▶ _Задания_:
- a) Перечислите, вокруг чего, согласно тексту о Горьком и Платонове, разгорелись первые всесоюзные скандалы Платонова.
- b) На сколько Платонов опоздал к назначенному времени визита к Горькому по тексту о Горьком и Платонове?
- c) Определите, согласуются ли с текстом о Горьком и Платоновом следующие утверждения: (i) в тексте говорится об одиннадцати с половиной упоминаниях; (ii) Горький глубоко вчитался в Платонова; (iii) летом 1929 года Платонов был принят Горьким.

▶ _Исходный текст_:
Этот перечень Горький вычеркивает: сознает субъективность и, видимо, не хочет рисковать. Остается «Андрей Платонов» в черновике.
Вот, собственно, и все. Одиннадцать с половиной упоминаний. Я процитировал их с некоторой текстуальной избыточностью, чтобы передать еще и манеру горьковского письма, иногда весьма прихотливую и всегда отражающую сложность его положения. Особенно хорошо это видно в письме Роллану, который спрашивает про одно, а ответ получает про другое. Надо думать, и Роллан умеет читать между строк.
С Платоновым как раз всё ясно. Горький его прочел, но вряд ли вчитался. Он не знает, что в начале 20-х годов «поэт-рабочий» Андрей Платонов был всеворонежской знаменитостью, а до первых платоновских всесоюзных скандалов (вокруг «подпильнячников», «Че-Че-О», «Усомнившегося Макара») еще почти два года. Так что Платонов попадает у Горького в «дебютантский список». Попадает, выпадает, опять попадает… Это не личное отношение к тексту, не проникновение в сердцевину опыта, это – именно беглое касание, подробность литературной жизни. И тут из Горького много не извлечешь. Нам пока достаточно для дальнейшего сюжета, что Горький имя Платонова запомнил и что летом 1929 года, когда Платонов решил к Горькому прийти, он был принят.
Справившись с тяжелой дверью, Платонов предстал перед Горьким в ожидании выговора, так как на час опоздал против назначенного. Неисправность замка позволила хозяину тактично избежать неприятной темы, и он сказал о другом:
– Это такая, знаете ли, квартира, что войти в нее еще можно, а выйти трудно. Я сам из этой квартиры выйти не могу…
– Может быть, слесарь поможет?… – предположил Платонов, явно обходя возможный символический подтекст горьковской фразы.

▶ _Записанные данные_:

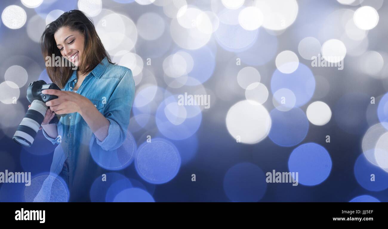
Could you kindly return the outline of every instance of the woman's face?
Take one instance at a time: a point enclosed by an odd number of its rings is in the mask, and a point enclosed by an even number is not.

▶ _Ответы к заданиям_:
- a) «подпильнячников», «Че-Че-О», «Усомнившегося Макара»

- b) На час.

- c)
(i) Да: «Одиннадцать с половиной упоминаний».
(ii) Нет: «Горький его прочел, но вряд ли вчитался».
(iii) Да: «летом 1929 года, когда Платонов решил к Горькому прийти, он был принят».